[Aim of the exercise] Write out the lines below word for word, leaving everything unchanged.

(Pointing and labeling entries)
▬▬▬▬▬▬
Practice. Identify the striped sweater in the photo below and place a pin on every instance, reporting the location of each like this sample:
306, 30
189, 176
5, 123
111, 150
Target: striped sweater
▬▬▬▬▬▬
[Response]
Practice. Identify the striped sweater in the photo below and place a pin on every instance, reporting the location of each like this sample:
306, 30
189, 176
5, 123
111, 150
Target: striped sweater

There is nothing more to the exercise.